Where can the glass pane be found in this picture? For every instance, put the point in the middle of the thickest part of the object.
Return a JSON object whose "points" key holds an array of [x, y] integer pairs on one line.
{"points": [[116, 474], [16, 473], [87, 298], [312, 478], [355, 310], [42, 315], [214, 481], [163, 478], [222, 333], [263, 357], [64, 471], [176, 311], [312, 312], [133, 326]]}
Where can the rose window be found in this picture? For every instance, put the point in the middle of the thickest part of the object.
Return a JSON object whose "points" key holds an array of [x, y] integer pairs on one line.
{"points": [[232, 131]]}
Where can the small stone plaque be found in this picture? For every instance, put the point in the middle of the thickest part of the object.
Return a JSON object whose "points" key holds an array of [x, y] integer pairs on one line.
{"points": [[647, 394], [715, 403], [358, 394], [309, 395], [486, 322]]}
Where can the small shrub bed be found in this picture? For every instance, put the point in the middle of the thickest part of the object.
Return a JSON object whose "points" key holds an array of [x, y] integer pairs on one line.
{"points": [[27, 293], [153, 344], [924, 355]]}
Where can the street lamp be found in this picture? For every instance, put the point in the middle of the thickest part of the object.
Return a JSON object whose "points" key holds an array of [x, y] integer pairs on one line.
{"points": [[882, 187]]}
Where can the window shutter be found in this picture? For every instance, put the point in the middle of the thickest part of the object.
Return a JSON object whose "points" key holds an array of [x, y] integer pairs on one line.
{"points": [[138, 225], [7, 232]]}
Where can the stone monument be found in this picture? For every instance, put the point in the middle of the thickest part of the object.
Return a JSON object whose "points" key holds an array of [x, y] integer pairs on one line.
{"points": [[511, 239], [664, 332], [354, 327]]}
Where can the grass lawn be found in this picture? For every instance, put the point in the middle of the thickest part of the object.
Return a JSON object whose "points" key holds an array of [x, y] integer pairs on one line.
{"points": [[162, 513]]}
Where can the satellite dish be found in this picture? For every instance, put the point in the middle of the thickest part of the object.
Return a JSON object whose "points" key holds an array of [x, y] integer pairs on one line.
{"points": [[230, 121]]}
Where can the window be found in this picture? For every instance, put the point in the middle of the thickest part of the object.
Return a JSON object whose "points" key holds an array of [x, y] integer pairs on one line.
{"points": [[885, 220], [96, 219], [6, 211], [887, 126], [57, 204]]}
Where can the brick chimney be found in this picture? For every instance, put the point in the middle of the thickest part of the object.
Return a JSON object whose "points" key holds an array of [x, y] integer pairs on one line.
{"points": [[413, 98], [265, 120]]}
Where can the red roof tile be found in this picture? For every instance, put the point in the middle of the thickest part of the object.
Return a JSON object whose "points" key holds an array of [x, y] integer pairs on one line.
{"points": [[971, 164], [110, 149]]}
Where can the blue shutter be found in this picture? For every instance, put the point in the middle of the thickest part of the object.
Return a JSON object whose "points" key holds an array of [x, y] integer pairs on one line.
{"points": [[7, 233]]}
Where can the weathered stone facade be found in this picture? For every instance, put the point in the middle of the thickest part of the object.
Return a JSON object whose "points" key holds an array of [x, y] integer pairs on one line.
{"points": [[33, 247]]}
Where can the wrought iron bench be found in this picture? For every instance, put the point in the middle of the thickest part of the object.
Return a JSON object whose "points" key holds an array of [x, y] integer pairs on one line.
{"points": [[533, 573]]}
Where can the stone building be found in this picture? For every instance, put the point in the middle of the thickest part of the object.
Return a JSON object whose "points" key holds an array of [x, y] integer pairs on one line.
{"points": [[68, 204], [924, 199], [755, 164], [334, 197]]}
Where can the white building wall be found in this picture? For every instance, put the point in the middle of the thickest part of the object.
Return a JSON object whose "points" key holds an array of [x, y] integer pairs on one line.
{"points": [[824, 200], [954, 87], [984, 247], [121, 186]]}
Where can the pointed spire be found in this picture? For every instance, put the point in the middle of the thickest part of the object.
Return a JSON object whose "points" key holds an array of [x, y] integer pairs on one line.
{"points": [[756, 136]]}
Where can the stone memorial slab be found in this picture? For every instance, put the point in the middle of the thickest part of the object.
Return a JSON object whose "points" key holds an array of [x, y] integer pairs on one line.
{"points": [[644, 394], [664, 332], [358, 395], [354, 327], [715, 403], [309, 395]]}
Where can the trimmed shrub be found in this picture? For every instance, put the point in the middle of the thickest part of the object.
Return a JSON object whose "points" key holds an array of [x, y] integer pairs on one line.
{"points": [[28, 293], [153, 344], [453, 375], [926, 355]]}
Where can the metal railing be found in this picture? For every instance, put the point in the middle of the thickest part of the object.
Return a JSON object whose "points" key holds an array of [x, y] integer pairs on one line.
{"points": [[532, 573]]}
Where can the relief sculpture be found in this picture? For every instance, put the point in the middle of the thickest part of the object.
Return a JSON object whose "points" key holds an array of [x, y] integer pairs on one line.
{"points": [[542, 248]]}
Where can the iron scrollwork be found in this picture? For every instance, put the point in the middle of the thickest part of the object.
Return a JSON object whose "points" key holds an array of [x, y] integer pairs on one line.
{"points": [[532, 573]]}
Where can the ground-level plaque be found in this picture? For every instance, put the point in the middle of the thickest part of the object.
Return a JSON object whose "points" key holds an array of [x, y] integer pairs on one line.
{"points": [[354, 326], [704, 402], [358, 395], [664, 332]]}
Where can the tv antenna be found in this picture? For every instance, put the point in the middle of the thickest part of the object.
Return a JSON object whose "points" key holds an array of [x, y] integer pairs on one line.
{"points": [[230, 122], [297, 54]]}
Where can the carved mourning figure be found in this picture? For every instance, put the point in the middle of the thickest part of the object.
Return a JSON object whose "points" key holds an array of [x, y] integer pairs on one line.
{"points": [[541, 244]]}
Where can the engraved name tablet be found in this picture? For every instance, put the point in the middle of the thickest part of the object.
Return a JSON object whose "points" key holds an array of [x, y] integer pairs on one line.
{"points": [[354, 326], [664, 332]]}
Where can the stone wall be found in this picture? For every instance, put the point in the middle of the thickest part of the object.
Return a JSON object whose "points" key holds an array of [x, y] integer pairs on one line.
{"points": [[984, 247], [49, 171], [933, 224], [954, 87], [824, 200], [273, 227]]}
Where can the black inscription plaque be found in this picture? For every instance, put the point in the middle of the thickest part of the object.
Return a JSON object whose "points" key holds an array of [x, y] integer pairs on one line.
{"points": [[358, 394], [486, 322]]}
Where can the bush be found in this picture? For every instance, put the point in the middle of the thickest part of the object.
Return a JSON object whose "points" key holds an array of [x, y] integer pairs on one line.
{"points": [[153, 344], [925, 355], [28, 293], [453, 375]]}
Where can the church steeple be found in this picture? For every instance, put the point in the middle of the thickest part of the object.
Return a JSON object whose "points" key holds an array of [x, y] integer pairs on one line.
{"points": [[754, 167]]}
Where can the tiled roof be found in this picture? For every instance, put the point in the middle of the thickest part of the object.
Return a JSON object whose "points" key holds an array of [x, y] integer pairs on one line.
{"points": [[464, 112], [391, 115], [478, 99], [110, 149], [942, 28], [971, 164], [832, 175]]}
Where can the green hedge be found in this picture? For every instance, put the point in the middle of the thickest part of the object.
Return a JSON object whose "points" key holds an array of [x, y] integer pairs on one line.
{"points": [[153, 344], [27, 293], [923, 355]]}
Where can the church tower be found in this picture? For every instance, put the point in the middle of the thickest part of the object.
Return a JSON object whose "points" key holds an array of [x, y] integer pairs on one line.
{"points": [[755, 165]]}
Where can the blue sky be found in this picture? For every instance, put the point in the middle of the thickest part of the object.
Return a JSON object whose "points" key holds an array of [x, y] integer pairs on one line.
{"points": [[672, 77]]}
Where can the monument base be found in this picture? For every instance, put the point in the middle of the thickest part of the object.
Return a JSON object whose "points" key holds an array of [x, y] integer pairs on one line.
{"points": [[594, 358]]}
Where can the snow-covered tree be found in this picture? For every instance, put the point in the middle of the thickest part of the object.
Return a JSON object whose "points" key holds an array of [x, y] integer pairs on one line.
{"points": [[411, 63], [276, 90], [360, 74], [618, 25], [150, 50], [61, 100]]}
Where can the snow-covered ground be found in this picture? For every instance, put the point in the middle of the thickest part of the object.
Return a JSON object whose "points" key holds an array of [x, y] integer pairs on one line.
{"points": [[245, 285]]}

* **Prompt**
Output exactly the lines from the one containing "Where can the church steeple" through the last line of the entries, both ends included.

* **Task answer**
Where can the church steeple be found in this picture? For every instance, put the point in the middle of the thickest part of the object.
Return a JSON object whose "points" key holds an array of [x, y] integer pairs on one line.
{"points": [[754, 167]]}
Where can the tiled roof be found in this picture? For every instance, put the point in the middle of the thickest part of the object.
Return a JSON object whose "points" key holds an array of [x, y] integer pairs on one line.
{"points": [[464, 112], [391, 115], [478, 99], [110, 149], [942, 28], [971, 164], [832, 175]]}
Where can the green hedge be found in this picture? For every instance, put the point in the middle of the thickest part of the object.
Return a JSON object whose "points" key holds an array of [x, y] integer pairs on one line.
{"points": [[153, 344], [27, 293], [923, 355]]}
Where can the church tower be found in this picture? For every instance, put the point in the middle of the thickest part of the object.
Return a JSON object whose "points" key holds an array of [x, y] integer pairs on one line.
{"points": [[755, 165]]}
Where can the blue sky be found in this picture? For every instance, put the point in the middle of the thickest part of the object.
Return a JSON object whose "points" key holds an array of [x, y] integer pairs on one line.
{"points": [[672, 77]]}
Where can the monument base be found in this picture? For every instance, put the point in the middle of the thickest part of the object.
Return a JSON object whose "points" key holds an array of [x, y] integer pairs on one line.
{"points": [[594, 358]]}
Where can the snow-covered tree be found in this picture? For every instance, put the point in the middle of the thickest part of the object.
Return a JSON object whose "points" key holds an array of [x, y] integer pairs on one line.
{"points": [[411, 63], [276, 90], [360, 74], [618, 25], [150, 50], [61, 100]]}
Where can the snow-covered ground be found in this picture? For every instance, put the point in the middle of the thickest part of the object.
Return a JSON object whose "points" key holds an array of [x, y] integer pairs on one line.
{"points": [[245, 285]]}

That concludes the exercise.